- Task
Please find every line in the material below that contains the word "Localize", and copy each of those lines.

- Extracted data
______

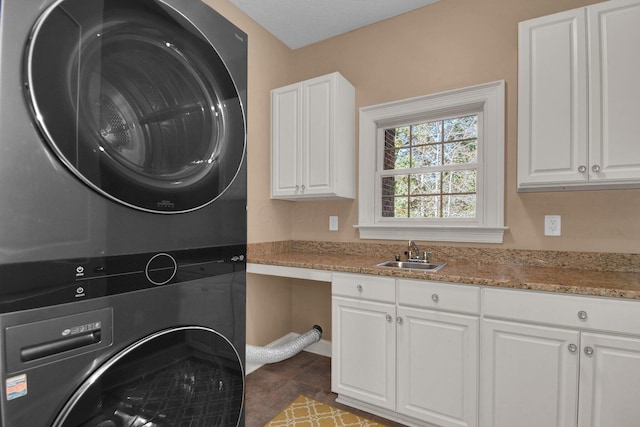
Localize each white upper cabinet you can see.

______

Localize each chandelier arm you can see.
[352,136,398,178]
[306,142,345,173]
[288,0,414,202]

______

- Exercise result
Localize each white upper cabinet you can see.
Localize each chandelier arm you can see.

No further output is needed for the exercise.